[TREŚĆ POLECENIA] Zamień „coordinates” na „positions” w wierszach materiału od wiersza z „Readme: the locator spots each instance of the dry stick” do wiersza z „Target: pebble”. Podaj tylko te wiersze, poza tym bez zmian.

(Blok danych)
---

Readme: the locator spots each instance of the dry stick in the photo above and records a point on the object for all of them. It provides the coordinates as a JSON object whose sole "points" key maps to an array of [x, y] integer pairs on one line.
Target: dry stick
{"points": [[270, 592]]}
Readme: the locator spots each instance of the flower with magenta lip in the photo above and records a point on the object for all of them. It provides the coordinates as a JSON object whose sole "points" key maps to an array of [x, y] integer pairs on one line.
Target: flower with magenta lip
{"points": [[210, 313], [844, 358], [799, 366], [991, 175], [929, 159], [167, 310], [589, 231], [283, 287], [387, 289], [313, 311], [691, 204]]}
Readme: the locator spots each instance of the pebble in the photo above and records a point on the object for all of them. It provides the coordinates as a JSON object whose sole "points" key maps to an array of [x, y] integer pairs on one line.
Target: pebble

---

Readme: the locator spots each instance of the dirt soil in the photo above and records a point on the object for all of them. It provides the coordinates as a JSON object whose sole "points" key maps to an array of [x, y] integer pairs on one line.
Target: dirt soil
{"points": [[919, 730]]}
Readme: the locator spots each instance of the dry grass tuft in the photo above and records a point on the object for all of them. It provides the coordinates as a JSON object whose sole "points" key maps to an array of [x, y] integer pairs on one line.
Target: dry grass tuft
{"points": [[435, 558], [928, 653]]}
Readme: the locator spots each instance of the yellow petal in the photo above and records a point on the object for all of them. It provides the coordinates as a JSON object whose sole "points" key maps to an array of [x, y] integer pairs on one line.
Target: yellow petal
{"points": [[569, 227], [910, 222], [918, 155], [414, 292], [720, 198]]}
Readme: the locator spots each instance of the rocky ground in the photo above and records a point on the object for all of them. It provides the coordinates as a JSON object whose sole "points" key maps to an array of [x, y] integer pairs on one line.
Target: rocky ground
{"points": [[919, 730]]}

---

[ODPOWIEDŹ]
Readme: the locator spots each instance of the dry stick in the photo above and records a point on the object for all of them. It provides the positions as a JSON object whose sole "points" key maps to an array of [x, y] integer pairs on one line.
Target: dry stick
{"points": [[270, 592]]}
Readme: the locator spots each instance of the flower with magenta lip in the photo above and records a point on the object for all of them. It provides the positions as a JSON object whose sole "points" key maps to an array of [x, y] integer pairs on one line.
Target: flower with magenta lip
{"points": [[210, 313], [844, 358], [799, 366], [991, 175], [929, 159], [167, 310], [589, 231], [283, 287], [387, 289], [313, 311], [691, 204]]}
Readme: the locator spots each instance of the pebble in the photo above and records a point on the object for all of them. It provides the positions as a JSON object whose sole "points" key maps to an array of [x, y] integer pairs on one line.
Target: pebble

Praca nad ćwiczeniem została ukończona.